— begin STORED DATA —
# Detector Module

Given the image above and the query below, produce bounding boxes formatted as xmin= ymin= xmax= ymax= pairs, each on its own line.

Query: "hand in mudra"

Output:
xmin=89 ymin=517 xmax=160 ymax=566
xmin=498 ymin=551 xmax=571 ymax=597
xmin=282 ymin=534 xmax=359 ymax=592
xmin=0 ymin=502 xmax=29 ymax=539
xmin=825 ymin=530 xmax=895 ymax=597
— end STORED DATA —
## TASK DETAILS
Write out the full listing, keeping every line exactly as it is.

## REPLY
# Detector Module

Given the image above and the query below, produce bounding boxes formatted as xmin= ymin= xmax= ymax= pairs, each on its own line.

Query: "hand in mudra"

Output:
xmin=89 ymin=517 xmax=160 ymax=566
xmin=498 ymin=551 xmax=571 ymax=597
xmin=282 ymin=534 xmax=359 ymax=592
xmin=0 ymin=502 xmax=29 ymax=539
xmin=825 ymin=530 xmax=895 ymax=597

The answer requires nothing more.